Introduction to SOLNP ver 2.0.0

Introduction

The SOLNP algorithm, first proposed by Ye (1989), is a Sequential Quadratic Programming (SQP) approach designed to solve general nonlinear optimization problems with both equality and inequality constraints. In 2010, it was implemented in R as the Rsolnp package, originally to fill the need for a robust and flexible constrained optimizer required by the author’s own GARCH modeling package, rugarch. Since then, Rsolnp has remained one of the few readily available and user-friendly options for nonlinear constrained optimization in R.

Despite the growth of R’s ecosystem in statistics and data science, the development and availability of modern nonlinear constrained optimization solvers in R has lagged behind other languages, with notable exceptions being nloptr (which wraps NLopt solvers) and ipoptr (an R interface to the IPOPT solver)1. Moreover, in the nonlinear programming (NLP) space, most state-of-the-art solvers remain closed source and commercial, in contrast to other algorithmic advances that have transitioned from academia to open-source availability.

Rsolnp does not claim to be competitive with commercial grade nonlinear solvers, but it has generally served its purpose reasonably well for small to medium sized problems.

Stored data entries:
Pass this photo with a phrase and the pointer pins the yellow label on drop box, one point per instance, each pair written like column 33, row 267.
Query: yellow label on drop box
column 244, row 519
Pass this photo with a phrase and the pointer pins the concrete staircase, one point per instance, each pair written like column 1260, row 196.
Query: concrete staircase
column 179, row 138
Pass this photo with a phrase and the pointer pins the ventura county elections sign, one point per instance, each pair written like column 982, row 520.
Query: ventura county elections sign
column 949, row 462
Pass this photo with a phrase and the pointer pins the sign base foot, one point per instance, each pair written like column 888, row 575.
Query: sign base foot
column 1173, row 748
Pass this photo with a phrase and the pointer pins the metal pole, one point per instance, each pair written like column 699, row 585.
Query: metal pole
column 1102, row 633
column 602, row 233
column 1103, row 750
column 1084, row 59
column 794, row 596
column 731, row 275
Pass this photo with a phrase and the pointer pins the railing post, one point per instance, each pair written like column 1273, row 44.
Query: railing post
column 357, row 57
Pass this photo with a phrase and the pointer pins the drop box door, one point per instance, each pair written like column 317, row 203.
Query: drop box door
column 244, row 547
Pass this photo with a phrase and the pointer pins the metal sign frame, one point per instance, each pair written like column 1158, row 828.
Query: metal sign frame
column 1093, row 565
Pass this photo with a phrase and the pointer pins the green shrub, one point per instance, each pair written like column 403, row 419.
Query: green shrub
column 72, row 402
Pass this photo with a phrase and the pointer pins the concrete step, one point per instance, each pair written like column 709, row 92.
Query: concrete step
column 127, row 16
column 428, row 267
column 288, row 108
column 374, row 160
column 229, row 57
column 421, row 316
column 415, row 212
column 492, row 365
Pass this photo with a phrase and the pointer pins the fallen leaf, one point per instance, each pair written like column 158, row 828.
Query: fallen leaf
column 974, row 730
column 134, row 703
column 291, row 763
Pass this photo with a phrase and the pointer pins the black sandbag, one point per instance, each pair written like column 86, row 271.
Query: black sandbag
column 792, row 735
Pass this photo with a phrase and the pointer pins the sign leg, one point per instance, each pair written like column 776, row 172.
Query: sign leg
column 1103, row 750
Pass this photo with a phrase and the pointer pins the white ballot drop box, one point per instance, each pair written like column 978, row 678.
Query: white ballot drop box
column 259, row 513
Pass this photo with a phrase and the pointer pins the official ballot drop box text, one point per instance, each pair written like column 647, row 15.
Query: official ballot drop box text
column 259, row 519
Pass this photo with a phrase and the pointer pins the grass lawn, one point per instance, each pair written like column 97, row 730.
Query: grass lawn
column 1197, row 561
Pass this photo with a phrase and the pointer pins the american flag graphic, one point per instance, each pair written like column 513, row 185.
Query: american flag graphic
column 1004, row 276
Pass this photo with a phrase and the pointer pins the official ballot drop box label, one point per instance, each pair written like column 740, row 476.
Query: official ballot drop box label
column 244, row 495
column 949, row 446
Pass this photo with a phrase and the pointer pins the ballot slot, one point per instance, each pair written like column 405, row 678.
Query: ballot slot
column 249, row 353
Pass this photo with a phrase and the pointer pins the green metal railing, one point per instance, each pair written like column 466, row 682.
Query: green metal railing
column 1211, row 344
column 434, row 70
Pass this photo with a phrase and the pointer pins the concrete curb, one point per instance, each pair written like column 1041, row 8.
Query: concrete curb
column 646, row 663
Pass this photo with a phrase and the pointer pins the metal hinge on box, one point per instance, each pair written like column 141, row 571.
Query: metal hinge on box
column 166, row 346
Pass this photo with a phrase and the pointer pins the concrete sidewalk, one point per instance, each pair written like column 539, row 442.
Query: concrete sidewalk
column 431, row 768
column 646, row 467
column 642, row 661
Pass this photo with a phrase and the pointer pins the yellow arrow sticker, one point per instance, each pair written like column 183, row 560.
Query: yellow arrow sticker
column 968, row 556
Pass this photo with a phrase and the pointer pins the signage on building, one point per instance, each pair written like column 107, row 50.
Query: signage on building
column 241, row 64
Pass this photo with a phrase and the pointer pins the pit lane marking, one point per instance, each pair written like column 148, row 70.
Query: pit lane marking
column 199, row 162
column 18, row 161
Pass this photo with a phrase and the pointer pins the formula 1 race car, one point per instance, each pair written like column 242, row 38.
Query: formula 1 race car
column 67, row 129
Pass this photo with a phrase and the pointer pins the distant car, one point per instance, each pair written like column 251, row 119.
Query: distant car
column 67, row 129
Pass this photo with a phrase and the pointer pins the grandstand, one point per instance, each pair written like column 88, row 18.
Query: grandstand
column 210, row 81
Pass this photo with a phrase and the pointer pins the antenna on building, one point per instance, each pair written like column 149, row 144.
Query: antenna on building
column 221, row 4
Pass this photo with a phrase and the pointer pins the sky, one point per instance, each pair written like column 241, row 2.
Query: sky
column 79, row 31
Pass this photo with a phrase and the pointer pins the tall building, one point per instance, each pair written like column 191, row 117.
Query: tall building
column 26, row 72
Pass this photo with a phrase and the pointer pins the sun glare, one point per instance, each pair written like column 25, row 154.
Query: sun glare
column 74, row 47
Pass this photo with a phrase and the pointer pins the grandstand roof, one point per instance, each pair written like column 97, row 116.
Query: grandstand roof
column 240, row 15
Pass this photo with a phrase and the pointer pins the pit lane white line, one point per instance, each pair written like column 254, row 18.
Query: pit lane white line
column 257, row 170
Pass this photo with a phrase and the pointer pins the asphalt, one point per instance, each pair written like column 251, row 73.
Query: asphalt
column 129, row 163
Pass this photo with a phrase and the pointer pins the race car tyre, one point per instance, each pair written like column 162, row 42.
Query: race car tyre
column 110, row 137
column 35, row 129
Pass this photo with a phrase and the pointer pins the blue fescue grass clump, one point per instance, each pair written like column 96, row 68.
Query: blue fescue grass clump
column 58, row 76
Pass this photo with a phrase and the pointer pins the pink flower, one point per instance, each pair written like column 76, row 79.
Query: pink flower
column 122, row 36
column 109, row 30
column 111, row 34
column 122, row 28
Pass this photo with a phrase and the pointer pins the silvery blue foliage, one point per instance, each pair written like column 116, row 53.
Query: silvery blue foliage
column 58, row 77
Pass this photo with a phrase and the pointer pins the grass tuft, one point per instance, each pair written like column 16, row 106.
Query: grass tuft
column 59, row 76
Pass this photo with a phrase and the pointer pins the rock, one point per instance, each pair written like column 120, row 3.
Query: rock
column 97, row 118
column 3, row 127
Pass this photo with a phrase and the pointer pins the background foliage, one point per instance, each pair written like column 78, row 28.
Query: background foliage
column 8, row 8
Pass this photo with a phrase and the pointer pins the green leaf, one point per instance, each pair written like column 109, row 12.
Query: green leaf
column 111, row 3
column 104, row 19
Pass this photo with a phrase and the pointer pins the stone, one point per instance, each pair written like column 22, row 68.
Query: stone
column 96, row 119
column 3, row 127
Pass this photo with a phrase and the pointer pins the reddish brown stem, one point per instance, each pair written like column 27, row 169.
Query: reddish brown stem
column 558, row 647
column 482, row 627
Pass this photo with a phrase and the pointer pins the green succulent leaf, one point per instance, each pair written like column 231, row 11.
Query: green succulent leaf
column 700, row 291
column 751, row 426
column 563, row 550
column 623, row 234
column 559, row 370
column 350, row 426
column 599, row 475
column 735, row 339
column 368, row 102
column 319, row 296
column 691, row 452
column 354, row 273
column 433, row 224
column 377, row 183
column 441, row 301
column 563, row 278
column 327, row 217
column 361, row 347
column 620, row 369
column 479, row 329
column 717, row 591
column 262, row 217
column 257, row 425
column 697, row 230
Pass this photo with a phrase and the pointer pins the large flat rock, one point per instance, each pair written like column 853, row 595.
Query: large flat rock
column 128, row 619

Tasks to carry out:
**1)** Please rewrite the paragraph of the SOLNP introduction that begins "The SOLNP algorithm, first proposed by Ye" in shorter form, keeping its main facts.
**2)** Render the lines of the records as a JSON list of strings, one string per line with blank lines left out. Start at the line containing "251, row 119." and go up to and including the line containing "column 221, row 4".

Solution set:
**1)** SOLNP, proposed by Ye in 1989, is a Sequential Quadratic Programming method for general nonlinear optimization problems with equality and inequality constraints. In 2010 it was implemented in R as the Rsolnp package, originally to provide a robust, flexible constrained optimizer for the author's GARCH modeling package, rugarch. Rsolnp remains one of the few readily available, user-friendly nonlinear constrained optimizers in R.

**2)**
[
  "Pass this photo with a phrase and the pointer pins the distant car, one point per instance, each pair written like column 251, row 119.",
  "Query: distant car",
  "column 67, row 129",
  "Pass this photo with a phrase and the pointer pins the grandstand, one point per instance, each pair written like column 88, row 18.",
  "Query: grandstand",
  "column 210, row 81",
  "Pass this photo with a phrase and the pointer pins the antenna on building, one point per instance, each pair written like column 149, row 144.",
  "Query: antenna on building",
  "column 221, row 4"
]